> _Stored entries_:

+++

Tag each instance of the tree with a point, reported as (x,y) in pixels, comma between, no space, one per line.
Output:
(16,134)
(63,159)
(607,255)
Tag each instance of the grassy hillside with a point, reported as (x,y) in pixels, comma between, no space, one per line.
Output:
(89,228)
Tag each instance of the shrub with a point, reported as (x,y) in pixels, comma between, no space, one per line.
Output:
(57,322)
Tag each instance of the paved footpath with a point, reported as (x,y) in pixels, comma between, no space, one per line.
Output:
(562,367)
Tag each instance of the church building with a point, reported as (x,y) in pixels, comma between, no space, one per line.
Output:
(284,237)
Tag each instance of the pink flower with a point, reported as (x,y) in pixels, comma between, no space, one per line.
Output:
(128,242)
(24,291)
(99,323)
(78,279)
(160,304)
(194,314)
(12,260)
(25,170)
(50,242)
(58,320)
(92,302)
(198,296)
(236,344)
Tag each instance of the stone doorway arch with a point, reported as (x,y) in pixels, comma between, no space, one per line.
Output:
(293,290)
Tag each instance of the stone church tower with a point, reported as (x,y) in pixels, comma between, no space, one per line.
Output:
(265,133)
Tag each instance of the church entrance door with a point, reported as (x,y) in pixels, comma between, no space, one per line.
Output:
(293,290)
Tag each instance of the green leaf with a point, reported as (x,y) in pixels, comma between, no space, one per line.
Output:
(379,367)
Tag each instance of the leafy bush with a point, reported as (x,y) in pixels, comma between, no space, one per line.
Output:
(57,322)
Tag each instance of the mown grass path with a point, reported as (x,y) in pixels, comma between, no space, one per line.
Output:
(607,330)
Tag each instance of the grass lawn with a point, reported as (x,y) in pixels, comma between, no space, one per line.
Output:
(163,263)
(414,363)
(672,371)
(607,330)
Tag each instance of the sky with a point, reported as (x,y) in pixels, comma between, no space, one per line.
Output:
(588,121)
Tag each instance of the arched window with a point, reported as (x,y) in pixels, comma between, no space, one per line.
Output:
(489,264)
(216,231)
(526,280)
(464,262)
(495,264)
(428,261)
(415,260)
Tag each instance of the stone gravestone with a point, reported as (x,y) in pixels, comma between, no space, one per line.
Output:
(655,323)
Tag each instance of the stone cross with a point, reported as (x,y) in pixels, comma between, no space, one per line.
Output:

+++

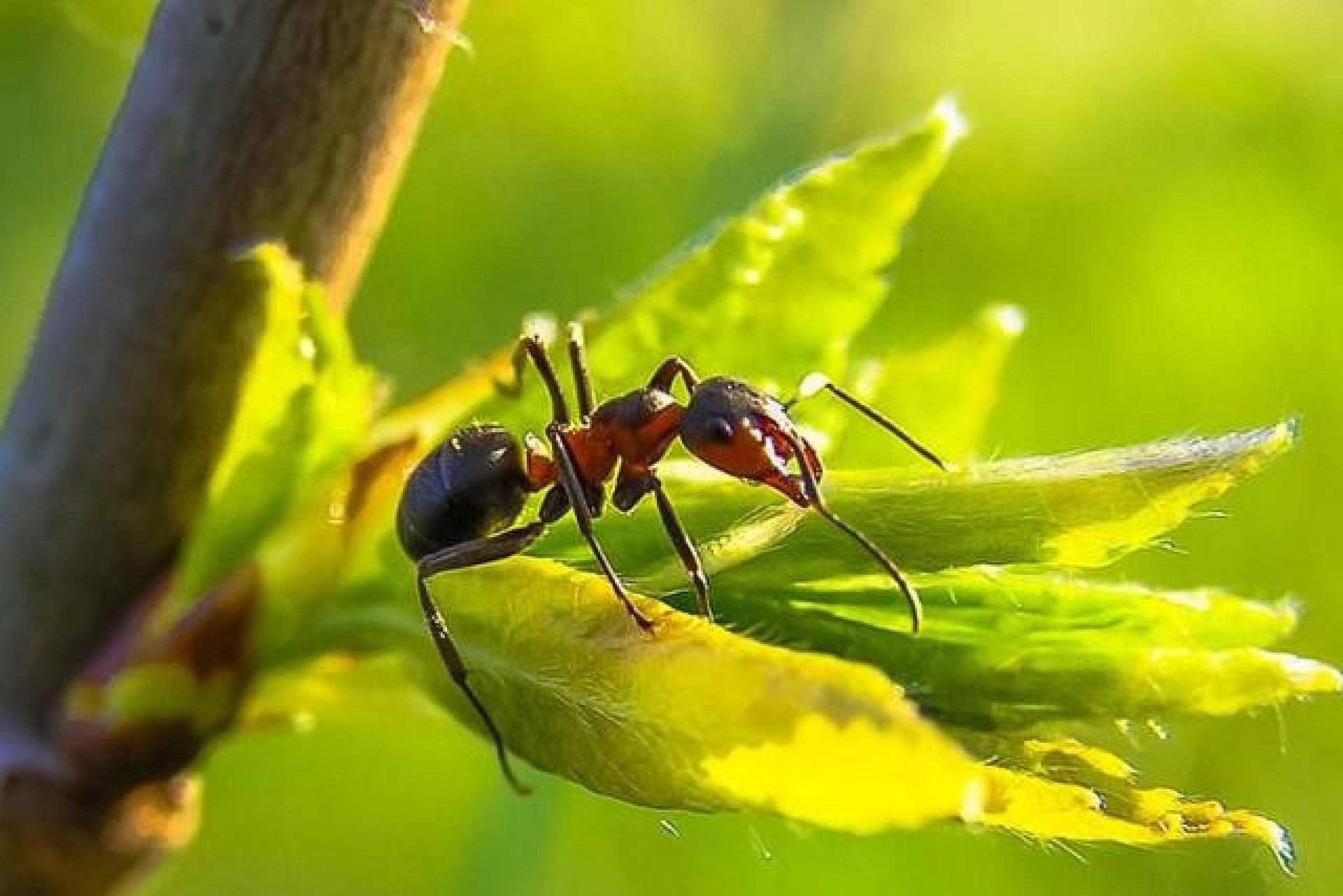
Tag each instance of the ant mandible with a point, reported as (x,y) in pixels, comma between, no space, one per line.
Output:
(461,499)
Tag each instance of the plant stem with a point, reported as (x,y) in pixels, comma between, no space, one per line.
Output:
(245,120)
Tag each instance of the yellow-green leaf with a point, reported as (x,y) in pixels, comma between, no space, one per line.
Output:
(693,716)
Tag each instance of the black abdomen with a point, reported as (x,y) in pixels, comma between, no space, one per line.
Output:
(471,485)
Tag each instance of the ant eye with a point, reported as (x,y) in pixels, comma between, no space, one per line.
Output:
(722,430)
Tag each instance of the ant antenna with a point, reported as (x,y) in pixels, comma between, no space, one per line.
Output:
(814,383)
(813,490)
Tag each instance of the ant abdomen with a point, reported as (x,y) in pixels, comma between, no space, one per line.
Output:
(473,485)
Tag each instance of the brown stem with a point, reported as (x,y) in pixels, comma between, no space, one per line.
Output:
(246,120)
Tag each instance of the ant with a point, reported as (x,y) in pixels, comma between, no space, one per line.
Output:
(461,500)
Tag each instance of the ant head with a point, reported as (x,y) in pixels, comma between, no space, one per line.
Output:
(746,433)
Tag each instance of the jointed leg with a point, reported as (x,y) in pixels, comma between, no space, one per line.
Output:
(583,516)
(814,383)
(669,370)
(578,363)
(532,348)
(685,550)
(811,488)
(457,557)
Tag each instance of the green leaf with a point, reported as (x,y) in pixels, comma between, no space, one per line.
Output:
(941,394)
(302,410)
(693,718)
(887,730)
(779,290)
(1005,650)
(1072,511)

+++

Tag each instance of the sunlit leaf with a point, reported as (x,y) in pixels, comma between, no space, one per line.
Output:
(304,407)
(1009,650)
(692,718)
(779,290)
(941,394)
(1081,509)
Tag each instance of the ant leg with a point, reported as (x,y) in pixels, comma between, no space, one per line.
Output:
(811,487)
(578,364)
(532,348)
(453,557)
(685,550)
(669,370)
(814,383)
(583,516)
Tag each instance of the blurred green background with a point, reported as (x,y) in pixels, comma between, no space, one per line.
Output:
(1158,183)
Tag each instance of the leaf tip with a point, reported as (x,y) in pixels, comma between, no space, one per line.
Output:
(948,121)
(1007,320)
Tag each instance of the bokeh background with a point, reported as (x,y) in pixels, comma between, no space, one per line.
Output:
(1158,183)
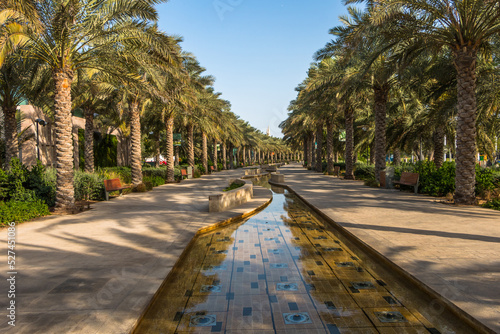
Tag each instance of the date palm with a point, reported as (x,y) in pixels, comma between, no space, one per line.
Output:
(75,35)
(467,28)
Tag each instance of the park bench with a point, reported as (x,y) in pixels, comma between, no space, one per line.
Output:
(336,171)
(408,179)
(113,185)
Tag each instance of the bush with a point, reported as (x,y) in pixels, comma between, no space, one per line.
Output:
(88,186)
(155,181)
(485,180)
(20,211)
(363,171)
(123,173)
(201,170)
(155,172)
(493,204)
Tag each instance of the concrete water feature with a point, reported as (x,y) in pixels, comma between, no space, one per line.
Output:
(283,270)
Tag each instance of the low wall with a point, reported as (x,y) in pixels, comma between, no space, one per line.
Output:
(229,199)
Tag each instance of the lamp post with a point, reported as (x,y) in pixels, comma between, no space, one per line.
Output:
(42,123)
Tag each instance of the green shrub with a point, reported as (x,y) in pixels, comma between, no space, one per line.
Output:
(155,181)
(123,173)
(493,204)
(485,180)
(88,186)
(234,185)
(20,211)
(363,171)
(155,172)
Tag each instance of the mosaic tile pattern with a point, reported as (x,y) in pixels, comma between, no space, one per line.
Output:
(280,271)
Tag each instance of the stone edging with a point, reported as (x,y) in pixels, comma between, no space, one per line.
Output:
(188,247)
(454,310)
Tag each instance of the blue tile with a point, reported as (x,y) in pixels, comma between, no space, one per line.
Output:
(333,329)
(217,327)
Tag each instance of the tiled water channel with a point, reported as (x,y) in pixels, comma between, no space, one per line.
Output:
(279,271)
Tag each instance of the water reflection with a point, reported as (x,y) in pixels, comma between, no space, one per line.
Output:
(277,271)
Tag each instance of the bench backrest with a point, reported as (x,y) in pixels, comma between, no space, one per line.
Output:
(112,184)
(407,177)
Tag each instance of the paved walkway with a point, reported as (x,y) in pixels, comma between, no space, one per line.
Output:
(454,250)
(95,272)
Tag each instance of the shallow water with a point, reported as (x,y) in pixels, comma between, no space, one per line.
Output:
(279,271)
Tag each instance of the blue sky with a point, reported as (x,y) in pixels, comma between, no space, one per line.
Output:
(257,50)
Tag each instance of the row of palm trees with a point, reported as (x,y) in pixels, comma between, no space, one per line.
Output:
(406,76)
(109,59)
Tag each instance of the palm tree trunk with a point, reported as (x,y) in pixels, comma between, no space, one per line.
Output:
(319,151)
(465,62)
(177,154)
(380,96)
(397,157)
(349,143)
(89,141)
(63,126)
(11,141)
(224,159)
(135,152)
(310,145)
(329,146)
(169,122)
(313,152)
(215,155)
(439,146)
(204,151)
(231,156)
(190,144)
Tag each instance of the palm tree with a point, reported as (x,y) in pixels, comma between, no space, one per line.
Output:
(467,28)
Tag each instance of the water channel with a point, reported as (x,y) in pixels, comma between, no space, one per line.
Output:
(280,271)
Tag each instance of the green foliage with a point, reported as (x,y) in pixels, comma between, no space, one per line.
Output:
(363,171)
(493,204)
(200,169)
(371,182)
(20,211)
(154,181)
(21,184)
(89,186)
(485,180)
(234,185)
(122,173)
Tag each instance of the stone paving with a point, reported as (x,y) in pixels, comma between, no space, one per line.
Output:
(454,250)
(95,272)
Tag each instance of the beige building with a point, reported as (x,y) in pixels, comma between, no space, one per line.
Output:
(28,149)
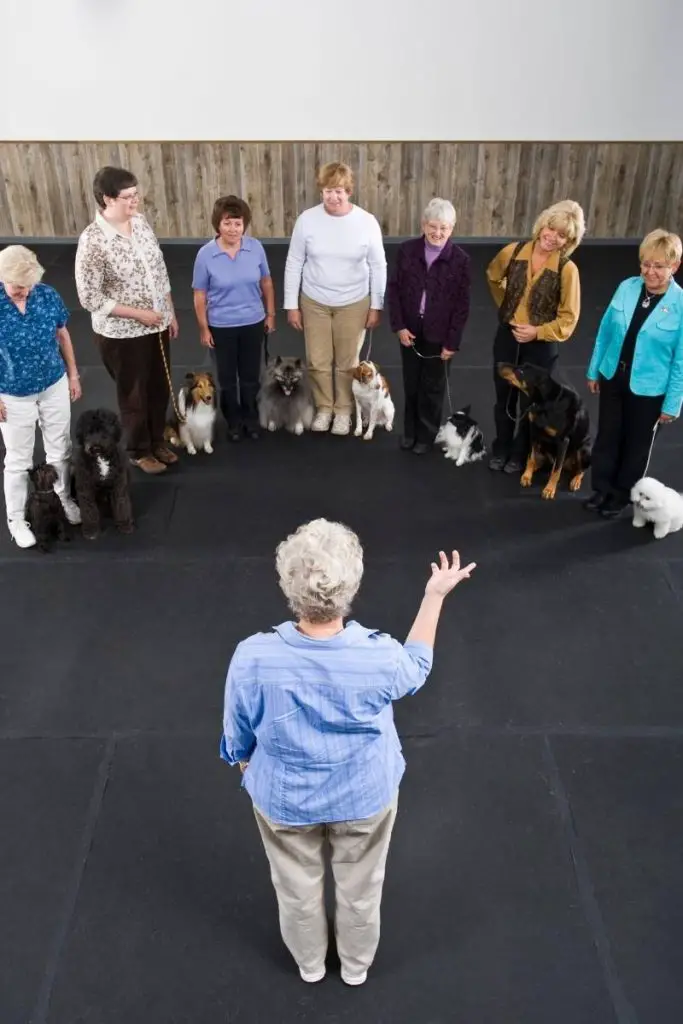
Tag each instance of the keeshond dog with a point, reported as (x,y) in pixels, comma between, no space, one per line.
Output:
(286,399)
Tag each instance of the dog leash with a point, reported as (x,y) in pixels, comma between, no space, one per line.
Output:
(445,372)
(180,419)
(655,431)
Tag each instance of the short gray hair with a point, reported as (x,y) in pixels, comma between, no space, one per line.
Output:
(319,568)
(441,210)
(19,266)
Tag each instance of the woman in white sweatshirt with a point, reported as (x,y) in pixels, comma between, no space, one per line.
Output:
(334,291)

+++

What you give back must be the stretch above, starting at the line with "Tag each instance of the blue tile" and ending at the line with "Tag each instance of the paved walkway", copied exactly.

> _Solved exercise_:
Tag each instance of the blue tile with a point, reported as (x,y) in pixels, comma between, no space, one per line.
Output:
(333,329)
(217,327)
Tag each instance of the tiled water channel with a point, reported as (x,y) in pixels, comma between, no space, one per line.
Output:
(279,271)
Tag each instance of the water reflection with a point, reported as (x,y) in pixels, comma between, no space, one per line.
Output:
(277,271)
Tag each instance of the bench backrest with a point, reported as (x,y) in pixels, comma between, no space, one per line.
Output:
(112,184)
(407,177)
Tag each instance of the paved walkway with a point, reported as (x,y) in pixels, comma between, no space, one per line.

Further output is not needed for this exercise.